**ЗАДАНИЕ 1**
Воспроизведите без изменений участок листинга от строки со словами «Mark every instance of the vegetation» до конца листинга включительно.

**ИСХОДНЫЙ ТЕКСТ**
Содержание
«Военная Литература»
Мемуары

В военном училище

В Красноярск прибыли ранним утром. На пристани нас долго считали по спискам и повели в город. В городе сразу почувствовалась военная обстановка. Всюду попадались колонны марширующих солдат. Где-то в городе нас остановили у какого-то казенного здания. Там мы почти до вечера что-то ждали, пока наши командиры были в этом здании. Началась та жизнь, когда ты сам не решаешь для себя ничего, все за тебя решат командиры, а тебе и забот-то всего ждать очередную команду и исполнять ее.

К вечеру нам выдали сухой паек, потом построили и долго сверяли по разным спискам, распределяя кого куда. Потом строем повели на вокзал. Дальше поездом мы доехали до станции Асино Томской области. В Асино передали представителям Асинского военно-пехотного училища. Те привели в училище, опять долго считали, сверяя по спискам, распределяя по ротам и, наконец, повели в казармы.

Был сентябрь сорок второго года, враг был у Ленинграда, почти у Москвы, у Сталинграда, а наша воинская жизнь только еще начиналась. Несколько дней мы были в карантине. Потом нас повели в баню. В первом отделении сбрасывали с себя все, в чем приехали, дальше с нас снимали волосы под нулевку, и в моечной мы уже с трудом узнавали друг друга, все стали какие-то лопоухие без волос, мы не могли сдержаться, чтобы не посмеяться друг над другом. На выходе получали обмундирование и, одевшись, опять становились до неузнаваемости другими.

Обмундирование было примерно одного, среднего размера и на одних висело мешком (в зависимости от роста новобранца), а на других было коротко и трещало по швам. Вид у всех у нас был, прямо скажем, не гусарский — какие-то огородные пугала на тоненьких ножках, затянутых обмотками. Но успокаивало то, что все были одинаковые, никто ничем не выделялся, девчонок тут не было, форсить было не перед кем и, главное, что от нас теперь требовалось — это научиться хорошо воевать.

Поначалу подводило незнание воинских уставов и воинской субординации. Как-то я бегу по училищу, навстречу мне лейтенант. Я, не обращая внимания, будто мимо столба бегу мимо, а мне вслед:

— Товарищ курсант, стойте!

**ЗАДАНИЕ 2**
Выпишите дословно из воспоминаний о военном училище отрывок от слов «В Красноярск прибыли» до слов «и исполнять ее.» включительно.

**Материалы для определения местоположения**
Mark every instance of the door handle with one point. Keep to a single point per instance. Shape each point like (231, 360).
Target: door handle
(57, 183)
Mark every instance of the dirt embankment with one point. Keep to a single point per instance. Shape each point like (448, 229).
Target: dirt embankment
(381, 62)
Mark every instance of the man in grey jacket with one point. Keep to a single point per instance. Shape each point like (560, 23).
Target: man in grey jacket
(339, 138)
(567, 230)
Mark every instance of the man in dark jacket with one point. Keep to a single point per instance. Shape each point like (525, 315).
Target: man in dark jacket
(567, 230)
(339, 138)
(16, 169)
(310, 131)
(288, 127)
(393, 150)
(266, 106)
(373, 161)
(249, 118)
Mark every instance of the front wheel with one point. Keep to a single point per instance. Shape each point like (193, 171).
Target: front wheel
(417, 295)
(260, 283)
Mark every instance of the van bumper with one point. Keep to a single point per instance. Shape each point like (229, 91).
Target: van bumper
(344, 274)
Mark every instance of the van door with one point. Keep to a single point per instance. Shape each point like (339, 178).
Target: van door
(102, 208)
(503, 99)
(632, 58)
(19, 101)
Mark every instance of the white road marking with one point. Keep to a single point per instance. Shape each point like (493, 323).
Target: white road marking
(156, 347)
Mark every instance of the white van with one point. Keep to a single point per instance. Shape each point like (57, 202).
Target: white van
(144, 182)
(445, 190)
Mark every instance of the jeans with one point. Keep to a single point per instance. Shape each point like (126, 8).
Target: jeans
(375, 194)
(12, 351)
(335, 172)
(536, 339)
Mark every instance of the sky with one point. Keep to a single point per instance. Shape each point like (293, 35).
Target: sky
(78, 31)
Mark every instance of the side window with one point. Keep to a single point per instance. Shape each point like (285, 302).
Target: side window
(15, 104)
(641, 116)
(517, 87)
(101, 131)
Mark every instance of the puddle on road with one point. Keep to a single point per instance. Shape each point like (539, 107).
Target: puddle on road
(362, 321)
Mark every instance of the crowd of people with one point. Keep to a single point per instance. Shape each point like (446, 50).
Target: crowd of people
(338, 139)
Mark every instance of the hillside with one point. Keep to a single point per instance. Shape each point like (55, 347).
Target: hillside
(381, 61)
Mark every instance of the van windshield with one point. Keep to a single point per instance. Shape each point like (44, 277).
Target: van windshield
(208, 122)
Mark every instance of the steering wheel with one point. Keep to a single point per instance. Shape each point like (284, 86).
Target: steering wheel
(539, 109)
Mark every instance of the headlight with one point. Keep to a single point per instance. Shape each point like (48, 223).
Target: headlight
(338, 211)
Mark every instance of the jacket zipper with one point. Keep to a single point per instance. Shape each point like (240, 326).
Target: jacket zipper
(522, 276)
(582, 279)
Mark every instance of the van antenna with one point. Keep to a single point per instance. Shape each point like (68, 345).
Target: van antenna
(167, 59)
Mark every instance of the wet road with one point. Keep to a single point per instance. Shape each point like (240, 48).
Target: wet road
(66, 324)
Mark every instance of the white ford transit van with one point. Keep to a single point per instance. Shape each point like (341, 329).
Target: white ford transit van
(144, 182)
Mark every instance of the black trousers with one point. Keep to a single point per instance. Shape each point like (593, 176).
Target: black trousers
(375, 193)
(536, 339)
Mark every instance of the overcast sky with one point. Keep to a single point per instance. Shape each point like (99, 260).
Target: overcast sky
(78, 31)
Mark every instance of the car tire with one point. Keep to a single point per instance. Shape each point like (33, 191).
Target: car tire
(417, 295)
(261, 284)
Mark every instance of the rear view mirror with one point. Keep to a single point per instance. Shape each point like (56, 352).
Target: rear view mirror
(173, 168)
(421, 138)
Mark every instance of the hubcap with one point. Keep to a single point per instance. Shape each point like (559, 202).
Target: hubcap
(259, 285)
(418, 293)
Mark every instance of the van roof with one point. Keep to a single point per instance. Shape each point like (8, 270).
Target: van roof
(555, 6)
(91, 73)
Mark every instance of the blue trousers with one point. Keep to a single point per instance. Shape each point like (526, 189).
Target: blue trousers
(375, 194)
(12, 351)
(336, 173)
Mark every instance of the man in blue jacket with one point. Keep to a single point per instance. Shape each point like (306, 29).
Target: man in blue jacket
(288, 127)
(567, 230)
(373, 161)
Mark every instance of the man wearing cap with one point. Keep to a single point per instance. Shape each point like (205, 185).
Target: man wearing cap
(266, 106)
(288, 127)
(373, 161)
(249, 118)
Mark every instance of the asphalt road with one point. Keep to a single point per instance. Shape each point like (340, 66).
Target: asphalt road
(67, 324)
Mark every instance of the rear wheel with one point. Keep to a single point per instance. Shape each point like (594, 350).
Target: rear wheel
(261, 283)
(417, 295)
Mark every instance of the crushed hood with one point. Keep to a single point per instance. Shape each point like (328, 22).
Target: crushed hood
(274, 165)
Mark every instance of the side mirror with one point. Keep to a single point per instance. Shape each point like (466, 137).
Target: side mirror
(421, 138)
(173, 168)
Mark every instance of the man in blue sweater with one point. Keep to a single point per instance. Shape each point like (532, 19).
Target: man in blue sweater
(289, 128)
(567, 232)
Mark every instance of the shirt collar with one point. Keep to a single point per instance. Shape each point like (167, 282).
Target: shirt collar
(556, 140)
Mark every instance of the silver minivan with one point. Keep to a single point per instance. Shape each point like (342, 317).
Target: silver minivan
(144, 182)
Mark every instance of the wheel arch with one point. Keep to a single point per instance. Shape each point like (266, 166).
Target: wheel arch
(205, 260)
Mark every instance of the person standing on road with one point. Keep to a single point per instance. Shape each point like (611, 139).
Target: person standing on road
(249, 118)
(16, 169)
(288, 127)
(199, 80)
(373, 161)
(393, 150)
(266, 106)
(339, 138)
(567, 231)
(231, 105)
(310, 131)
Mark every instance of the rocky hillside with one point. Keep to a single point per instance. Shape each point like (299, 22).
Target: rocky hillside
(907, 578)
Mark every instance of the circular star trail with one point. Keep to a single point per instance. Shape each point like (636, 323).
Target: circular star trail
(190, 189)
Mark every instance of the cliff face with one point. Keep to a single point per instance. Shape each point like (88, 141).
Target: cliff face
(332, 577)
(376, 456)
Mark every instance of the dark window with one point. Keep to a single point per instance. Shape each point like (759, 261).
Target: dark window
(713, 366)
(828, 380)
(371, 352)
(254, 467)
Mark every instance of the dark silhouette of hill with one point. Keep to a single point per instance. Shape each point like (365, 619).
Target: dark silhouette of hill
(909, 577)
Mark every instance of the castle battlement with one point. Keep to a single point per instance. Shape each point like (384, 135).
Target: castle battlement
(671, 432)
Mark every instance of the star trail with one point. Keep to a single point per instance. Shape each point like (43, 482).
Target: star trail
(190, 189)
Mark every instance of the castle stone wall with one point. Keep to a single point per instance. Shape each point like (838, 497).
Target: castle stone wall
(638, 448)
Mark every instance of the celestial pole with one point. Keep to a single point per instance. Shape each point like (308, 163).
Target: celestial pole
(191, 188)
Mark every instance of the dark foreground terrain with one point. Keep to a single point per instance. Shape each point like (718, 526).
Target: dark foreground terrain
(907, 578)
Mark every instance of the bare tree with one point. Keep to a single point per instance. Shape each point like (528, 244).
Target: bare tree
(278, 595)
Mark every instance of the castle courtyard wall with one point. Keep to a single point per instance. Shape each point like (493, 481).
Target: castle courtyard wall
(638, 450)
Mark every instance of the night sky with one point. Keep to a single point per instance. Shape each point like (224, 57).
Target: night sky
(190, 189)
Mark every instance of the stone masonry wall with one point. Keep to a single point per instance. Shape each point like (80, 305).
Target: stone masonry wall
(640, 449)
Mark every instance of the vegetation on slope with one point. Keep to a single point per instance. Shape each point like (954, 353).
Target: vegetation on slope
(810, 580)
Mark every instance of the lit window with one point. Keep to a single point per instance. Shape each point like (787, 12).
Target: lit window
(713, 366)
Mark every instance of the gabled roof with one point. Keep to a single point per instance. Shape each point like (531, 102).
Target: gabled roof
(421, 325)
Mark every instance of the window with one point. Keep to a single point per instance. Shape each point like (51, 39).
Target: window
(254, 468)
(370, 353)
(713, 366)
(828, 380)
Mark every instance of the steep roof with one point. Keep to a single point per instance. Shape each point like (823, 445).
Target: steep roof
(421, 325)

**ПРАВИЛЬНЫЙ ОТВЕТ 1**
Mark every instance of the vegetation on slope with one point. Keep to a single point per instance. Shape each point like (954, 353).
Target: vegetation on slope
(810, 580)
Mark every instance of the lit window with one point. Keep to a single point per instance. Shape each point like (787, 12).
Target: lit window
(713, 366)
Mark every instance of the gabled roof with one point. Keep to a single point per instance. Shape each point like (531, 102).
Target: gabled roof
(421, 325)
Mark every instance of the window with one point. Keep to a single point per instance. Shape each point like (51, 39).
Target: window
(254, 468)
(370, 353)
(713, 366)
(828, 380)
Mark every instance of the steep roof with one point. Keep to a single point per instance. Shape each point like (823, 445).
Target: steep roof
(421, 325)

**ПРАВИЛЬНЫЙ ОТВЕТ 2**
В Красноярск прибыли ранним утром. На пристани нас долго считали по спискам и повели в город. В городе сразу почувствовалась военная обстановка. Всюду попадались колонны марширующих солдат. Где-то в городе нас остановили у какого-то казенного здания. Там мы почти до вечера что-то ждали, пока наши командиры были в этом здании. Началась та жизнь, когда ты сам не решаешь для себя ничего, все за тебя решат командиры, а тебе и забот-то всего ждать очередную команду и исполнять ее.